**本文:**

****

このクラスの薬剤や薬剤候補は、一部の酵母に対する抗真菌薬である(カンジダ属Candidaの大部分には有効であるが、クリプトコッカス属Cryptococcus、トリコスポロン属Trichosporon、ロドトルラ属Rhodotorulaには効果がない)。エキノキャンディンはカンジダのバイオフィルムに対しても活性を示し、特にアムホテリシンBとの相乗的活性、フルコナゾールとの相加的活性を有する。エキノキャンディンは一部の粘菌に対しては静真菌薬として作用し(アスペルギルス属Aspergillusには作用するが、フザリウム属Fusarium、クモノスカビ属Rhizopusに対しては作用しない)、二形性真菌(ブラストミセス属Blastomyces、ヒストプラズマ属Histoplasma)に対してもわずかに活性を示す。また、ニューモシスチス・イロベチイPneumocystis jiroveciiの胞子に対してある程度の活性を示す。カスポファンギンは発熱性好中球減少症の治療、そして侵襲性アスペルギルス症に対するサルベージ治療に用いられる。ミカファンギンは、造血幹細胞移植患者のカンジダ症の予防に利用される[6]。

****

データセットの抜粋
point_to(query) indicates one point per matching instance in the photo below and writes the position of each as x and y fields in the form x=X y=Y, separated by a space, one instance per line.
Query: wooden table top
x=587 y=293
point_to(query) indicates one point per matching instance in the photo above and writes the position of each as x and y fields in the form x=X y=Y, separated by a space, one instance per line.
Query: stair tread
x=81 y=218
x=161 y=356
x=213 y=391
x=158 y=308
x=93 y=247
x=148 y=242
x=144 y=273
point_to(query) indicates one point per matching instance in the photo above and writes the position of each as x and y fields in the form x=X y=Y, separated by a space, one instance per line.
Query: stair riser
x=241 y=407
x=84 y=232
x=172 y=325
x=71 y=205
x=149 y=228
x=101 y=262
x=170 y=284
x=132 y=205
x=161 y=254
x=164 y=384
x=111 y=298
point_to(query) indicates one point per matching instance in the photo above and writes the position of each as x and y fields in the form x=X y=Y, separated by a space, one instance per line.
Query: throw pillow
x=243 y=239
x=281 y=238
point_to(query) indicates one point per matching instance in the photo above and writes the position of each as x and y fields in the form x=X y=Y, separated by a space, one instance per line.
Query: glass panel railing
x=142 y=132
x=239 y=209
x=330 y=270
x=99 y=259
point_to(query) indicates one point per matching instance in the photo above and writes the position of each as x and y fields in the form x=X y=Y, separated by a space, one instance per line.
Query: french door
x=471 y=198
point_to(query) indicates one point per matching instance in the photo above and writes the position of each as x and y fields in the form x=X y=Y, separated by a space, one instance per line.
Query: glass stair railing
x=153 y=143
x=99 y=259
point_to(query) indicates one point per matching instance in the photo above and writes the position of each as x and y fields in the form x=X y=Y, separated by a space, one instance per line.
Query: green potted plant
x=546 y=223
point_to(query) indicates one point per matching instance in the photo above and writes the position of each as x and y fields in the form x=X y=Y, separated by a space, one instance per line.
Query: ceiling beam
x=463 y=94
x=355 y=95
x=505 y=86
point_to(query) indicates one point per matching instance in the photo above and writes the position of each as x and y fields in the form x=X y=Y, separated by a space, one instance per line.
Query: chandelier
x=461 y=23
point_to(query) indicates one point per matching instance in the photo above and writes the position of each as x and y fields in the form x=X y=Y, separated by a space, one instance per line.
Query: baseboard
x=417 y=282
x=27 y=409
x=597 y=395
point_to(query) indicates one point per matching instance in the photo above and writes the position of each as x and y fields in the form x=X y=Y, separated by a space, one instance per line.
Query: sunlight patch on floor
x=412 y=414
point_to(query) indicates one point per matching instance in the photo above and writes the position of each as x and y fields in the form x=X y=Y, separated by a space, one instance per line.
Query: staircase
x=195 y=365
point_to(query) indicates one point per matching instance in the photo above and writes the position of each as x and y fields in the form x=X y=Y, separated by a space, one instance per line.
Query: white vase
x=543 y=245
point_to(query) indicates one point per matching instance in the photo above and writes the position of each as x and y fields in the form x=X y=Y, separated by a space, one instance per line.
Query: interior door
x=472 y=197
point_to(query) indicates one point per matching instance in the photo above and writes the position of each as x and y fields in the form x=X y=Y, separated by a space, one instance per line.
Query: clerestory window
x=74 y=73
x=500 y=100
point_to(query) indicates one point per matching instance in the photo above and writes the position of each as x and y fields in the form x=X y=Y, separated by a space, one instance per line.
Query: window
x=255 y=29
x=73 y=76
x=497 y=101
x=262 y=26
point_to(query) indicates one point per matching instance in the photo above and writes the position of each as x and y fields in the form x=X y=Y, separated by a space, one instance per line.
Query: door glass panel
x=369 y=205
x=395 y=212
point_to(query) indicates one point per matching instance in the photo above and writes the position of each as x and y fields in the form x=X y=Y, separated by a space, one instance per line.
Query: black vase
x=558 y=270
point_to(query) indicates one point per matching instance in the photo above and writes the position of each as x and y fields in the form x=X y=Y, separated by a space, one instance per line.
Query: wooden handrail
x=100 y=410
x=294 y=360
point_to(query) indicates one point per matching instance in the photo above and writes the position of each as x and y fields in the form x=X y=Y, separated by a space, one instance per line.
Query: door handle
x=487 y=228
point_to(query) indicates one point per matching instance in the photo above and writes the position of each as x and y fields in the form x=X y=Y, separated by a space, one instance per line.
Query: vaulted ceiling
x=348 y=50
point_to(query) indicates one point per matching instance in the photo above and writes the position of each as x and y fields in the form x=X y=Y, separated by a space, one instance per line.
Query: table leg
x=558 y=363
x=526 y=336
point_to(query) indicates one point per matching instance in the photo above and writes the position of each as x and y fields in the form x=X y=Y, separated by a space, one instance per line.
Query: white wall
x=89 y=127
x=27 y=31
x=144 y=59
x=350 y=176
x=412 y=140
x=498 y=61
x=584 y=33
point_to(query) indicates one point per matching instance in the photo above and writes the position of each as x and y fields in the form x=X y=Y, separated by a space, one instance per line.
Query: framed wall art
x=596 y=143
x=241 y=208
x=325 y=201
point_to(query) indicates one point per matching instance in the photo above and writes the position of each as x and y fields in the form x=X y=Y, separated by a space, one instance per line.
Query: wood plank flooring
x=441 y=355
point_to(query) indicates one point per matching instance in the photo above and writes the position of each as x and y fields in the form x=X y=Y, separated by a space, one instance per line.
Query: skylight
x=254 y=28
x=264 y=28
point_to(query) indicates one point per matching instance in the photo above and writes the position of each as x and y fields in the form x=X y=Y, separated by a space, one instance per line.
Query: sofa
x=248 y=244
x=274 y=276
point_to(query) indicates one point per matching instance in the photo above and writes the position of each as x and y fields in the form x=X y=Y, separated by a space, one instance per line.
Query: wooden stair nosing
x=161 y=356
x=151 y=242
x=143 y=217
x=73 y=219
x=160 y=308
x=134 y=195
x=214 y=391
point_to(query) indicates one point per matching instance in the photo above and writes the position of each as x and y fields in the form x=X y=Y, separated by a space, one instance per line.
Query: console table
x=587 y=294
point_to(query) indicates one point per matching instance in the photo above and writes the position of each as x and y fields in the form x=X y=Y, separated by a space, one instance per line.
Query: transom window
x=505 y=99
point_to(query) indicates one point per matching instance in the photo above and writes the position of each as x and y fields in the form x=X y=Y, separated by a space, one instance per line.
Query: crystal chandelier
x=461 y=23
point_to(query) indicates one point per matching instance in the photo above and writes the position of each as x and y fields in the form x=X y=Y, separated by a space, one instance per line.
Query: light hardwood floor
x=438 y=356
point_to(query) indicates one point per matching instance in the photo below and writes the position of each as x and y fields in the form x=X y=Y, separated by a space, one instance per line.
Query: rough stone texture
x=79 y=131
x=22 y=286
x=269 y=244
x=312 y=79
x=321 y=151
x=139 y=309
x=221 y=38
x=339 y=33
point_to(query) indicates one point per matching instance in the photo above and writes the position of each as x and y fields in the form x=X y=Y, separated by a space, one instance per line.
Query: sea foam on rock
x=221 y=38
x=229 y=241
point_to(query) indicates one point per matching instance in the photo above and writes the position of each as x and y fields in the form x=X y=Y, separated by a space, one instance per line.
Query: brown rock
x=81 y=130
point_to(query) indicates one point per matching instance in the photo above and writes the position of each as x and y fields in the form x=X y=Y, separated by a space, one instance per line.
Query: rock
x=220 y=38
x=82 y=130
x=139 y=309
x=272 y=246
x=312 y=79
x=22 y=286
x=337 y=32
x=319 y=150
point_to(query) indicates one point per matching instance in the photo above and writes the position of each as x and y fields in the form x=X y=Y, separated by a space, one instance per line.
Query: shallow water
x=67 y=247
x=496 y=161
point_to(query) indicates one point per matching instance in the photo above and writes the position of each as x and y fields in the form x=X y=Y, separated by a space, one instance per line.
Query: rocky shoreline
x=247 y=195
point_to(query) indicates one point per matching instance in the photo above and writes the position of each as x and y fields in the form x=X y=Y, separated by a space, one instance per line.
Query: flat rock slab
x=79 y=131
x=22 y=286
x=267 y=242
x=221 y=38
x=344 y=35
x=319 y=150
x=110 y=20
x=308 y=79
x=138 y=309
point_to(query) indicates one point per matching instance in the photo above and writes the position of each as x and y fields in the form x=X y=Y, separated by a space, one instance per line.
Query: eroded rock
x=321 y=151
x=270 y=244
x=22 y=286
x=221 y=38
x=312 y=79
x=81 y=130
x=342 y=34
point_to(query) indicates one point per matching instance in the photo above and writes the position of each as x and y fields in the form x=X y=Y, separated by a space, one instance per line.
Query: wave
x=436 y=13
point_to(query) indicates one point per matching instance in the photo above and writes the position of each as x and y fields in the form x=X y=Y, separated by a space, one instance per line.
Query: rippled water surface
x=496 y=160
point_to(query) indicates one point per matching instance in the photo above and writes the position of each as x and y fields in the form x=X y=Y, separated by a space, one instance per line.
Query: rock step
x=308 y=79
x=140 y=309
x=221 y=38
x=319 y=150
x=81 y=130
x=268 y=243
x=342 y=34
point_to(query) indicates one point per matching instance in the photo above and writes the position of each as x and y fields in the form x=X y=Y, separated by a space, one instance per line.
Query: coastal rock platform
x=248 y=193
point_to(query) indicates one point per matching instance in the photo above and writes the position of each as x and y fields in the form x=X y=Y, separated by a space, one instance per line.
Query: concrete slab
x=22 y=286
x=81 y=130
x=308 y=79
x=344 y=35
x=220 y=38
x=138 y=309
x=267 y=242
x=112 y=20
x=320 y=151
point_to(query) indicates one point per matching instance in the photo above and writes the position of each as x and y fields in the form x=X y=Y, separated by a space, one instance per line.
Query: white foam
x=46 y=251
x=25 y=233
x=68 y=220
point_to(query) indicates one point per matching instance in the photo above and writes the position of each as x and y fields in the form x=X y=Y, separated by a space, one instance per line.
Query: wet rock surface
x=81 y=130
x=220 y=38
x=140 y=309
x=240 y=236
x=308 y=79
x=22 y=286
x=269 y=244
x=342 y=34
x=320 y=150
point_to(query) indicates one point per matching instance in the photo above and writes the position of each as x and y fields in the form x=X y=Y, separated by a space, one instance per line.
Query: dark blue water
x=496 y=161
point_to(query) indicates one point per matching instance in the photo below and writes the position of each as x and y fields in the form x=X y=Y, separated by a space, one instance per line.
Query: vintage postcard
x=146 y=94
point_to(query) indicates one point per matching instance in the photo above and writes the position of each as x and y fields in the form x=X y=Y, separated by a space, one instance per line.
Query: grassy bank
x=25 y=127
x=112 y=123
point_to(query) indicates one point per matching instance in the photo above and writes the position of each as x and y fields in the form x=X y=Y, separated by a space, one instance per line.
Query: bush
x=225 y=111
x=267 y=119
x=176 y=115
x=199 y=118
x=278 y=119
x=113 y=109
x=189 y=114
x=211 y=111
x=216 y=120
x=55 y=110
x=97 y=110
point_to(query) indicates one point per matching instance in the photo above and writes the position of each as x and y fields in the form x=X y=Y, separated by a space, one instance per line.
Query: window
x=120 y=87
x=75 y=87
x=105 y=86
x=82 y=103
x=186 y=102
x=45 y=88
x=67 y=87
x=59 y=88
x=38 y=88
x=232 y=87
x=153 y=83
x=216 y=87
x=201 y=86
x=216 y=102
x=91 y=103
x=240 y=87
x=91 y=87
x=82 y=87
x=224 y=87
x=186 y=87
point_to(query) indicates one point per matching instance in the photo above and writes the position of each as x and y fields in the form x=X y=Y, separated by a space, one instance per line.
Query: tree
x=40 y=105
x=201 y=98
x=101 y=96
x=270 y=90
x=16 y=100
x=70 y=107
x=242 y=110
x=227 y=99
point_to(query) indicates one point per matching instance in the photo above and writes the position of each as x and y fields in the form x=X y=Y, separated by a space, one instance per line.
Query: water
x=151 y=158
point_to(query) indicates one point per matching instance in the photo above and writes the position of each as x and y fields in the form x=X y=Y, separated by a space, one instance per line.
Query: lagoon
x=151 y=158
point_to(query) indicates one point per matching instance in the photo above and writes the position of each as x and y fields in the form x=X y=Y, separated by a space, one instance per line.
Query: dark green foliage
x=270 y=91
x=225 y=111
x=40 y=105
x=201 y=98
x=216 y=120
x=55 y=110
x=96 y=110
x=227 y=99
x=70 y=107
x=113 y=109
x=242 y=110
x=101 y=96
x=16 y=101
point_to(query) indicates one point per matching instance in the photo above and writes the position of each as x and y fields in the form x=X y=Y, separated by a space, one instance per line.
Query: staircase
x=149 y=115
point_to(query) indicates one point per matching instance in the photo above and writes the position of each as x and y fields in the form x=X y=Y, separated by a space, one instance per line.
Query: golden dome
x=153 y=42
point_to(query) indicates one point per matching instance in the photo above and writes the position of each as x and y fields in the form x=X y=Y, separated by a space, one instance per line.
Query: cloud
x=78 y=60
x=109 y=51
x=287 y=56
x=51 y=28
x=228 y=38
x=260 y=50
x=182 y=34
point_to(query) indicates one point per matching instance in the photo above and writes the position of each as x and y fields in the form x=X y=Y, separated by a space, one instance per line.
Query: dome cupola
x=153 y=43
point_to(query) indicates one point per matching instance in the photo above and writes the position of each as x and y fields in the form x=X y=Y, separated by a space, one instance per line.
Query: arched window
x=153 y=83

****

**取り組む課題:**
1. 本文によると、ミカファンギンは何に利用されるか。
2. 次の(a)〜(c)が本文と合っているかどうかを、はい・いいえで答えよ。それぞれ判断の根拠となる本文の語句をそのまま引用すること。
(a) エキノキャンディンはクリプトコッカス属に効果がある。
(b) エキノキャンディンはアムホテリシンBとの相乗的活性を有する。
(c) エキノキャンディンはアスペルギルス属に対して殺真菌薬として作用する。

**解答一覧:**
1. 造血幹細胞移植患者のカンジダ症の予防に利用される。

2.
(a) いいえ。「クリプトコッカス属Cryptococcus、トリコスポロン属Trichosporon、ロドトルラ属Rhodotorulaには効果がない」
(b) はい。「特にアムホテリシンBとの相乗的活性、フルコナゾールとの相加的活性を有する」
(c) いいえ。「エキノキャンディンは一部の粘菌に対しては静真菌薬として作用し」